## 所附文章
· · · · ·
直到3月19日,《華爾街日報》的一則報道披露,剛果(金)總統費利克斯·齊塞克迪已於上個月致信美國總統特朗普,期望與美國簽署一項安全協議。齊塞克迪在信中提議,如果美國能夠幫助剛果(金)擊敗反政府武裝“M23運動”,他願意為美國提供關鍵礦產資源。此信頗有一副想依靠出賣國家利益換取國家領土完整的意思,與同期的美烏礦業協議“相得益彰”。
不過時至今日,美國政府尚未對這一明顯有利可圖的請求做出回應。非洲中部地區的形勢似乎一直在向不穩定的方向發展,且有愈演愈烈的架勢。
那麼,是什麼導致了剛果(金)的亂戰,各方又有怎樣盤根錯節的利益呢?

剛果(金)總統齊塞克迪 視頻截圖
主權、領土完整與互不干涉內政的反面
在現今各國外交官之間的交流中,最常用的兩句話就是“尊重各國主權和領土完整”與“互不干涉內政”。在中國人看來,這句話無疑是公正的、正直的,符合我國一向堅持的《和平共處五項原則》。但對於許多並不如我們幸運的第三世界國家而言,這段話有些類似白人傲慢的陳詞濫調,只是客套話罷了。
因為這句話承認的所謂各國領土源於《聯合國憲章》,也就是1945年反法西斯戰爭勝利時,各方重新劃分的勢力範圍。而此時,全世界大部分國家或地區還是列強的殖民地與半殖民地,直到1950年代後,隨着各國民族解放運動(National Liberation Movement)風起雲湧,一部分被壓迫者才從白人殖民者手中奪回了自由。但國際社會所承認的這些新獨立的國家與領土,其本質依舊是西方殖民時代劃分的行省,乃至在這之上的民族劃分,本質上也並非源於文化脈絡與客觀事實,而是單純依靠殖民者的槍炮與好惡。這也是為什麼時至今日,非洲大部分國家的邊境線依舊如列強們裂土封侯時一般筆直。
但不變的國境線並不意味着各國之間及其內部就沒有矛盾。這些新獨立出來的國家在繼承殖民地時期國土的同時,也在一定程度上繼承內殖民者的“分而治之”政策——刻意劃分的民族與刻意製造的民族矛盾。
· · · · ·
## 資料列表

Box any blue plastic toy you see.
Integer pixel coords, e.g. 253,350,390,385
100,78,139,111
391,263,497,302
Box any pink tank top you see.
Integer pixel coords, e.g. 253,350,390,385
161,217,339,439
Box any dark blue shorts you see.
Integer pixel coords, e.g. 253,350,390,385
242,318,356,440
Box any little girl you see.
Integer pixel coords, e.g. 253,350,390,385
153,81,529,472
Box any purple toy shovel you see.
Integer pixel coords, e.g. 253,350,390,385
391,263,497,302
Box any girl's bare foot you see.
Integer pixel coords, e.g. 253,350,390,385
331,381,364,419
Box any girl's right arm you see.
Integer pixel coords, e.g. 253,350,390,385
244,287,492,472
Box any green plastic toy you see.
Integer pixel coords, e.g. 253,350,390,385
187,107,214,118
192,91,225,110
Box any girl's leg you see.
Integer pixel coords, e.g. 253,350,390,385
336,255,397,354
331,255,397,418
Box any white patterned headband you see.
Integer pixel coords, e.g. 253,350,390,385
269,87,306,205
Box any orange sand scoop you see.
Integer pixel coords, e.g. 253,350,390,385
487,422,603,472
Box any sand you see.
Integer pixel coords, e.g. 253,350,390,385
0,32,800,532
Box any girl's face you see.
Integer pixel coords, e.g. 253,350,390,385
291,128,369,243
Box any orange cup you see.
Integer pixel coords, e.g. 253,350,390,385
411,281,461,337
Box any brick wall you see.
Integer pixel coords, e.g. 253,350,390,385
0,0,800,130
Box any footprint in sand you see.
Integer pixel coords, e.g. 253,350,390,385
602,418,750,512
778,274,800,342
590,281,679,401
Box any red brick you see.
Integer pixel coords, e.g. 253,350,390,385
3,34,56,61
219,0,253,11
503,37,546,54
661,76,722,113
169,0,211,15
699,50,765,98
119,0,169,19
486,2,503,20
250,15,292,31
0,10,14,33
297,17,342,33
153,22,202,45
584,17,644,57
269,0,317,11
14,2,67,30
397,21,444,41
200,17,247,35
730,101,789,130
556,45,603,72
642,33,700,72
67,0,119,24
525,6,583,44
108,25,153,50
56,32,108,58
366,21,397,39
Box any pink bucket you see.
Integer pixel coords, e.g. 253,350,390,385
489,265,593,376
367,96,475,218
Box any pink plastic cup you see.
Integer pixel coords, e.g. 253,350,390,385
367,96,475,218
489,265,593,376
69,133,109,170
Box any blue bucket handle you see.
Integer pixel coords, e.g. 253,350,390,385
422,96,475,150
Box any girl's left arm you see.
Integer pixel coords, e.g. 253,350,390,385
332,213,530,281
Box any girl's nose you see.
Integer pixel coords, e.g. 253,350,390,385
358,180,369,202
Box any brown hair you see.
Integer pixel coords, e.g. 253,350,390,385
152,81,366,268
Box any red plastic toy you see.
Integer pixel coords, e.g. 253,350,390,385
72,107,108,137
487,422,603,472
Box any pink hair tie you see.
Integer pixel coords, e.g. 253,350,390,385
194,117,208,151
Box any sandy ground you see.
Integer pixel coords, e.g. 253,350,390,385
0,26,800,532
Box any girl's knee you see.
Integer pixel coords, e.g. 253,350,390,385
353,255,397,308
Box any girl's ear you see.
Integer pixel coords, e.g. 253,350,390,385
· · · · ·
## 要做的事
1. 在這篇關於剛果(金)局勢的文章裏,齊塞克迪在信中表示,若美國幫助剛果(金)擊敗“M23運動”,他願意拿什麼作為交換?
2. 從這篇關於剛果(金)局勢的文章的最後一句之後接着寫下去。
資料列表中的各行與此處的作答無關。

## 各題結果
1. 他願意為美國提供關鍵礦產資源。

2.
而隨着這些國家近半個世紀跌跌撞撞的發展,一些國家逐漸彌合內外分歧,部分有識之士甚至開始推動跨越國界與民族的聯合。但另一些發展得不那麼好的國家,則開始面對存量問題的不斷累積、矛盾的不斷膨脹,因民族問題和領土主權而爆發的衝突自然屢見不鮮。而如今盧旺達與剛果(金)的衝突,就是該問題的具象化表現。

剛果(金)士兵在戈馬城外部署 半島電視台
民族與屠刀——往日恩怨
圖西族與胡圖族,這是兩個由比利時殖民者在比屬非洲人為製造,並挑撥關係互視作仇寇的民族。先天的民族仇恨構成了中非地區身份政治的基礎,而在這種大的族羣劃分之下,各民族下屬成百上千的部落與他們之間層層疊疊的矛盾,宛如無數根筷子所搭建的木塔一般,牽一髮而動全身。
1994年4月6日,時任盧旺達總統朱韋納爾·哈比亞利馬納的飛機被擊落,胡圖族極端分子將責任歸咎於圖西族,並藉此發動了針對圖西族的全面屠殺。此後短短三個月內,由法國培訓並武裝起來的胡圖族民兵在這個只有800萬人口的國家屠殺了近百萬圖西族,在法國人提供的指揮系統的加持下,其屠殺效率甚至要遠超二戰時期的納粹德國和日本軍國主義者。
周遭國家的武裝人員也進入盧旺達趁火打劫。在此期間,無論是西方世界還是非洲各國,均對此置若罔聞。當屠殺進入第四天,數萬人曝屍荒野時,聯合國安理會也只是決定象徵性地在盧旺達保留260名維和人員,其職責也僅僅是調停停火,或者説在接觸線上阻止圖西族的屠殺行動。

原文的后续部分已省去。